== Problem ==
Reproduce every item below word for word, omitting the pictures.
####
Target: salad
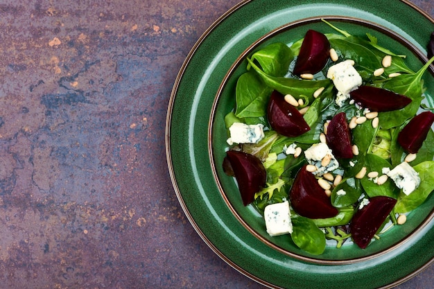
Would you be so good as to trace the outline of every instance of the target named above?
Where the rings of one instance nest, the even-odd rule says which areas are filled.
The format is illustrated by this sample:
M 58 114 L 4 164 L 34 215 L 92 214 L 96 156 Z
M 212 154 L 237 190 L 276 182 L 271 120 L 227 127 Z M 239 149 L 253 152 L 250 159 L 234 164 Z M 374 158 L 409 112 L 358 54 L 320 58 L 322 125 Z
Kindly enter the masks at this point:
M 243 204 L 270 236 L 290 234 L 312 254 L 327 239 L 365 248 L 434 190 L 434 114 L 422 78 L 432 53 L 413 71 L 369 33 L 322 21 L 336 33 L 309 30 L 248 58 L 225 117 L 223 169 Z

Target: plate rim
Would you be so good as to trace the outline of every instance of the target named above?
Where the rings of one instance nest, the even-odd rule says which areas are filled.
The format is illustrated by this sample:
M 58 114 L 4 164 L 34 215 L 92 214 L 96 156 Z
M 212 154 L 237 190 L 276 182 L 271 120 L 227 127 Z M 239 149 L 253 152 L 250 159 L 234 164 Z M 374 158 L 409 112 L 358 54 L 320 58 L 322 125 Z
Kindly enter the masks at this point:
M 399 2 L 403 3 L 408 6 L 410 8 L 415 10 L 416 12 L 419 13 L 422 16 L 424 17 L 433 24 L 434 24 L 434 19 L 431 17 L 427 12 L 422 10 L 420 8 L 417 6 L 415 4 L 409 2 L 408 0 L 397 0 Z M 171 157 L 171 120 L 172 120 L 172 112 L 174 107 L 174 103 L 176 98 L 177 92 L 180 86 L 180 84 L 182 82 L 182 77 L 185 73 L 185 71 L 190 62 L 190 60 L 195 55 L 197 50 L 200 48 L 200 45 L 206 40 L 207 37 L 209 36 L 209 35 L 216 29 L 217 26 L 218 26 L 222 22 L 223 22 L 227 18 L 229 17 L 235 11 L 237 11 L 238 9 L 242 8 L 243 6 L 249 4 L 251 2 L 254 2 L 255 0 L 243 0 L 240 3 L 234 5 L 229 10 L 227 10 L 225 12 L 224 12 L 221 16 L 220 16 L 216 21 L 214 21 L 211 26 L 209 26 L 205 32 L 200 35 L 200 37 L 198 39 L 198 40 L 195 42 L 191 49 L 189 51 L 189 53 L 186 56 L 180 70 L 176 76 L 175 80 L 174 82 L 168 104 L 168 112 L 166 118 L 166 130 L 165 130 L 165 149 L 166 149 L 166 162 L 168 167 L 168 173 L 171 178 L 171 181 L 172 182 L 172 185 L 175 190 L 175 193 L 176 194 L 177 198 L 181 205 L 181 207 L 186 215 L 186 217 L 189 220 L 189 222 L 193 226 L 195 231 L 198 233 L 200 237 L 202 239 L 202 240 L 207 245 L 207 246 L 215 253 L 223 261 L 224 261 L 226 263 L 230 265 L 232 268 L 238 271 L 240 273 L 246 276 L 247 277 L 258 282 L 259 283 L 266 286 L 269 288 L 283 288 L 276 284 L 271 283 L 267 281 L 265 281 L 259 277 L 257 277 L 254 274 L 250 273 L 245 268 L 241 268 L 240 265 L 235 263 L 230 258 L 225 256 L 215 245 L 211 241 L 211 240 L 204 234 L 202 229 L 198 225 L 196 221 L 194 220 L 193 217 L 191 216 L 189 211 L 189 208 L 187 207 L 186 204 L 185 203 L 184 198 L 182 197 L 182 193 L 178 186 L 178 183 L 176 179 L 176 177 L 175 175 L 175 172 L 173 167 L 173 161 Z M 329 3 L 327 3 L 329 4 Z M 392 287 L 394 287 L 399 284 L 406 282 L 408 279 L 413 278 L 416 276 L 422 271 L 426 269 L 431 264 L 434 263 L 434 256 L 431 258 L 431 259 L 423 265 L 422 267 L 418 269 L 413 271 L 411 273 L 406 274 L 402 278 L 396 280 L 392 283 L 390 283 L 383 286 L 379 287 L 379 288 L 389 288 Z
####
== Final answer ==
Target: salad
Would you be so good as to trace the outline of every instance of the target named above?
Where the rings of one instance nest, the even-odd rule says which areas are filled.
The format is illustrated by this sample:
M 58 114 L 4 164 L 34 215 L 92 214 L 96 156 Z
M 212 154 L 237 190 L 276 182 L 271 120 L 227 127 Z M 239 149 L 253 152 L 250 159 L 234 164 Z M 374 158 L 409 112 L 358 54 L 320 58 L 322 125 Z
Kindly enter the masks at this point:
M 243 204 L 270 236 L 290 234 L 312 254 L 327 239 L 365 248 L 434 190 L 434 114 L 422 78 L 432 53 L 413 71 L 369 33 L 322 21 L 336 33 L 309 30 L 248 58 L 225 117 L 223 169 Z

Target: plate rim
Would you be so good as to trace the outline of every instance of the target named above?
Where the rings of one instance nest, the even-odd rule says which areas are filled.
The format is illustrated by this sample:
M 58 114 L 4 164 L 34 215 L 92 214 L 96 156 Z
M 212 154 L 237 190 L 276 182 L 271 120 L 227 127 Z M 239 149 L 253 152 L 250 159 L 234 164 Z M 374 158 L 409 112 L 358 54 L 320 58 L 322 125 Z
Kindly enter the masks at this point:
M 399 2 L 403 3 L 408 6 L 410 8 L 415 10 L 416 12 L 419 13 L 422 16 L 424 17 L 433 24 L 434 24 L 434 19 L 431 17 L 427 12 L 422 10 L 420 8 L 417 6 L 415 4 L 409 2 L 408 0 L 397 0 Z M 171 157 L 171 120 L 172 120 L 172 112 L 174 107 L 174 103 L 176 98 L 177 92 L 180 86 L 180 84 L 182 82 L 182 77 L 185 73 L 185 71 L 190 62 L 190 60 L 195 55 L 197 50 L 200 48 L 200 45 L 206 40 L 207 37 L 209 36 L 209 35 L 216 29 L 217 26 L 218 26 L 222 22 L 223 22 L 227 18 L 229 17 L 235 11 L 237 11 L 238 9 L 242 8 L 243 6 L 249 4 L 251 2 L 254 2 L 255 0 L 243 0 L 240 3 L 234 5 L 229 10 L 227 10 L 225 12 L 224 12 L 221 16 L 220 16 L 216 21 L 214 21 L 211 26 L 209 26 L 205 32 L 200 35 L 200 37 L 198 39 L 198 40 L 195 42 L 191 49 L 189 51 L 189 53 L 186 56 L 180 70 L 176 76 L 175 80 L 174 82 L 168 104 L 168 112 L 166 118 L 166 130 L 165 130 L 165 149 L 166 149 L 166 162 L 168 167 L 168 173 L 171 178 L 171 181 L 172 182 L 172 185 L 175 190 L 175 193 L 176 194 L 177 198 L 181 205 L 181 207 L 186 215 L 186 217 L 189 220 L 189 222 L 193 226 L 195 231 L 198 233 L 200 237 L 202 239 L 202 240 L 207 245 L 207 246 L 215 253 L 223 261 L 224 261 L 226 263 L 230 265 L 232 268 L 238 271 L 240 273 L 246 276 L 247 277 L 258 282 L 259 283 L 266 286 L 269 288 L 283 288 L 276 284 L 271 283 L 267 281 L 265 281 L 259 277 L 257 277 L 254 274 L 250 273 L 245 268 L 241 268 L 240 265 L 235 263 L 230 258 L 225 256 L 215 245 L 211 241 L 211 240 L 204 234 L 202 229 L 198 225 L 196 221 L 194 220 L 193 217 L 191 216 L 189 211 L 189 208 L 187 207 L 186 204 L 185 203 L 184 198 L 182 197 L 182 193 L 178 186 L 178 183 L 176 179 L 176 177 L 175 175 L 175 172 L 173 167 L 173 161 Z M 329 3 L 327 3 L 329 4 Z M 392 287 L 394 287 L 399 284 L 406 282 L 408 279 L 413 278 L 416 276 L 422 271 L 426 269 L 431 264 L 434 263 L 434 256 L 431 258 L 431 259 L 423 265 L 422 267 L 418 269 L 413 271 L 411 273 L 406 274 L 402 278 L 396 280 L 392 283 L 390 283 L 383 286 L 379 287 L 379 288 L 389 288 Z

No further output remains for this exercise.